### WHAT IS ASKED
Show every line from the rows below that contains the word "khaki", copying each such line in full.

───

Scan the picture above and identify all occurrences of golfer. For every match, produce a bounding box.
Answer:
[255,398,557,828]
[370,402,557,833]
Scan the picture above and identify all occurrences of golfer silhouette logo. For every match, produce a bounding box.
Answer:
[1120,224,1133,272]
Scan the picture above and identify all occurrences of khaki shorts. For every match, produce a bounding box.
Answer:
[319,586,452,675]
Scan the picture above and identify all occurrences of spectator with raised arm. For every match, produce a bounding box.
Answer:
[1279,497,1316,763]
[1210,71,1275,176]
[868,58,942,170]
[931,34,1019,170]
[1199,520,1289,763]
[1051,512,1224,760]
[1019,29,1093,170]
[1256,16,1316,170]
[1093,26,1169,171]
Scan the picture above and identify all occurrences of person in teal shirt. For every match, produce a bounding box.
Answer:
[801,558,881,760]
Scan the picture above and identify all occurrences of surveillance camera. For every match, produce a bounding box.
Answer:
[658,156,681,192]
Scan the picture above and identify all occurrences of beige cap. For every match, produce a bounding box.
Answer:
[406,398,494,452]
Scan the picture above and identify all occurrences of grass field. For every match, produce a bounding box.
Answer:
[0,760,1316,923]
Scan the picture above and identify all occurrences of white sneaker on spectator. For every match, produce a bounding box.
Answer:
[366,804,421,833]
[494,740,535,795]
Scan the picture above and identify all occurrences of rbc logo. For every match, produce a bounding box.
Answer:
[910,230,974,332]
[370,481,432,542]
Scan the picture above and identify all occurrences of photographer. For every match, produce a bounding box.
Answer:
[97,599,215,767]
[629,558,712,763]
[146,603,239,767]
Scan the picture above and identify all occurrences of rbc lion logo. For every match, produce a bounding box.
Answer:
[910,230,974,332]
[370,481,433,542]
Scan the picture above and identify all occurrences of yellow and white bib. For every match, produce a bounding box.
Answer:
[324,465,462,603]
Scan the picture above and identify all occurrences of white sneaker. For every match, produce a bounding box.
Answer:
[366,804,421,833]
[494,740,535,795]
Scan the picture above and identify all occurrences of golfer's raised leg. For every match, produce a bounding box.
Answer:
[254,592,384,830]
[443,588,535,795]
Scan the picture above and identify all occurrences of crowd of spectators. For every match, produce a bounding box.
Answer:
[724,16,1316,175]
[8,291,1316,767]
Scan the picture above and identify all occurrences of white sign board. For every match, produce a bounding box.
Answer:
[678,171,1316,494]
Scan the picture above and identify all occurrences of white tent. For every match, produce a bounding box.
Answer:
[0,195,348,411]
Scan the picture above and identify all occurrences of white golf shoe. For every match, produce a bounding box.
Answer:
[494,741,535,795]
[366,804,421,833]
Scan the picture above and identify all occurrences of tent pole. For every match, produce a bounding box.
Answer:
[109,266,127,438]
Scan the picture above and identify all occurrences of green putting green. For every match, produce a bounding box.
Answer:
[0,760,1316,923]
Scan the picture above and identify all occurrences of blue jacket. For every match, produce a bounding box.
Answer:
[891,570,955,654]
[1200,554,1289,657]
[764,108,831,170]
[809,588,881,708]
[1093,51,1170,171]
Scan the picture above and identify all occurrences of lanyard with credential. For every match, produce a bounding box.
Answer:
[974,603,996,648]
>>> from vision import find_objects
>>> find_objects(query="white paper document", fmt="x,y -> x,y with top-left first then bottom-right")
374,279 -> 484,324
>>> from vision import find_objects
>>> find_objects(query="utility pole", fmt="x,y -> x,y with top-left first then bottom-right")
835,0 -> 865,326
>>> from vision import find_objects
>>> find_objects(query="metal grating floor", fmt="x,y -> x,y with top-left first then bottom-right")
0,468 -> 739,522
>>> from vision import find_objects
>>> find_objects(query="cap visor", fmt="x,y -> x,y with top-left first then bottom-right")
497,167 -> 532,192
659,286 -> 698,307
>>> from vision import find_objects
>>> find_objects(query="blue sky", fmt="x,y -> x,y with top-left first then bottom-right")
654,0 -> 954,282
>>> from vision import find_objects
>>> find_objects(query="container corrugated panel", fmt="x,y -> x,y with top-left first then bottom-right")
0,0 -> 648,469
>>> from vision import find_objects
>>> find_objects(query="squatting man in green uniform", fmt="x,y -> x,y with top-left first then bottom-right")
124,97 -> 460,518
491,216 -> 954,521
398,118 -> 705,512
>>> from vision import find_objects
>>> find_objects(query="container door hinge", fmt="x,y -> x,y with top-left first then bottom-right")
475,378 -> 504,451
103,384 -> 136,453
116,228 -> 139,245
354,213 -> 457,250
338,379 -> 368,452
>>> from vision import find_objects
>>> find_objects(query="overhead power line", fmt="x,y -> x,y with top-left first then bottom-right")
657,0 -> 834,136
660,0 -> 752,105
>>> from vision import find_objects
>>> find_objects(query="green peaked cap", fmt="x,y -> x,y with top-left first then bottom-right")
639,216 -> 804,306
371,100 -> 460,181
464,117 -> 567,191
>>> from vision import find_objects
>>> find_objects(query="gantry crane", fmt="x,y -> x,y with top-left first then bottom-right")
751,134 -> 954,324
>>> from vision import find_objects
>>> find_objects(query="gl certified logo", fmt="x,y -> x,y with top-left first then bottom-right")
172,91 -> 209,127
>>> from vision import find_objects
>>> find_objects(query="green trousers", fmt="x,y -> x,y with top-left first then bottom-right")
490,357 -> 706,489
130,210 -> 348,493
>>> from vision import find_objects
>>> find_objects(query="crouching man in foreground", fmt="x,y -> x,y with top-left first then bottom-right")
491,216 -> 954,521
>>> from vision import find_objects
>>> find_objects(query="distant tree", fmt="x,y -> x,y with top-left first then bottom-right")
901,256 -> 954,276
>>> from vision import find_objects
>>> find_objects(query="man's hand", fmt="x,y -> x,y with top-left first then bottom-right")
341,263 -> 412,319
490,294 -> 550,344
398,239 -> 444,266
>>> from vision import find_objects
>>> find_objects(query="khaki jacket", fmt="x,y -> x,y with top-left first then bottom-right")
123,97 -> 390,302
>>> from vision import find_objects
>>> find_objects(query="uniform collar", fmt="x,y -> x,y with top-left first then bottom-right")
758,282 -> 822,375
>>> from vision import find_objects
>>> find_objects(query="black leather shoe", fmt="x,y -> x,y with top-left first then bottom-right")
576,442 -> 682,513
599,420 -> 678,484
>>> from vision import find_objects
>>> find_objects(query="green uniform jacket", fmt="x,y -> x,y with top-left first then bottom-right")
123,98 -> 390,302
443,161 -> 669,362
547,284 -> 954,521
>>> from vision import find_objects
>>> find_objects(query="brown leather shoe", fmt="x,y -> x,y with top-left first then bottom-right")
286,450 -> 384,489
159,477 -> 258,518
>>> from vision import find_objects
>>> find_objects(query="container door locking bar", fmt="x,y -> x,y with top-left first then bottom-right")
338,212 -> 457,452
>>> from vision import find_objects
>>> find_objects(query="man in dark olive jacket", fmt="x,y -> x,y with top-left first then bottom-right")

───

### TASK RESULT
Scan the picture above and identify all occurrences of khaki shorts. For every match, produce a bounding box.
>>> find_objects(query="khaki jacket", fmt="x,y -> x,y with top-left first then bottom-right")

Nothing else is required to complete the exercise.